Legislation barring death-row inmates from bringing new evidence, that could have been presented at trial, ruled out a new hearing, one that could have proved Davis’ innocence. As far as the courts were concerned, a black man had been found who could be blamed for shooting a white policeman.
This is where the racist nature of the US justice system comes in. The raising and surfacing of doubts and inconsistencies, the examination of the mishandling and corruption of investigations – crucial aspects of any legal proceeding under “normal” circumstances – become completely incidental when black males are accused of murder.
This is especially true when a white policeman is the victim, the case of Mumia Abu-Jamal being another high-profile example. There are many more. Despite making up 12.6 per cent of the US population, blacks constitute roughly 41 per cent of those awaiting state-sponsored murder on death row.
Worse still, the majority of people since 1974 initially convicted of a capital crime and later found to be innocent were black. In the last 40 years, 138 people on death row were later found to be innocent of the crimes they were convicted of. It is testament to the racist character of the capitalist state’s justice system that it is so quick to sentence so many black males to death when evidence of their innocence is readily available.
Does this not reveal plainly the flaws inherent in the use of capital punishment as a deterrent and “executor” of justice? One sickening, inescapable thought cannot be shut out: how many more have been consigned to death without cause? People who never had a campaign to defend them, or a crusading lawyer to fight their corner, who were murdered to serve the popular perception that justice was done, and that the guilty were punished?
We will probably never know the answer.
Legacy
In Britain today many people are calling for the reinstatement of the death penalty. Troy Davis is proof of the abuses that can happen when people are condemned to death. He was convicted of killing a police officer  despite the fact it was impossible to prove his guilt beyond reasonable doubt. We are all innocent until proven guilty, yet Davis was murdered with less evidence than someone prosecuted for a traffic offence. We unreservedly oppose the death penalty.
In a note that Davis wrote just before his death, he urged people to keep fighting. “There are so many more Troy Davis’. This fight to end the death penalty is not won or lost through me but through our strength to move forward and save every innocent person in captivity around the globe. We need to dismantle this unjust system city by city, state by state, and country by country.”
That would be the best way to honour the life and memory of Troy Davis.

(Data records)
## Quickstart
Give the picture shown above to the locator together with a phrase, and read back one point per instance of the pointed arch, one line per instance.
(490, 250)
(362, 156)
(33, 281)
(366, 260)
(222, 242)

- _Exercise_
Copy the stretch of the death-penalty text from "This is where" through "on death row.", changing "high-profile" to "well-known". The data records aren't needed here.

- _Solution below_
This is where the racist nature of the US justice system comes in. The raising and surfacing of doubts and inconsistencies, the examination of the mishandling and corruption of investigations – crucial aspects of any legal proceeding under “normal” circumstances – become completely incidental when black males are accused of murder.
This is especially true when a white policeman is the victim, the case of Mumia Abu-Jamal being another well-known example. There are many more. Despite making up 12.6 per cent of the US population, blacks constitute roughly 41 per cent of those awaiting state-sponsored murder on death row.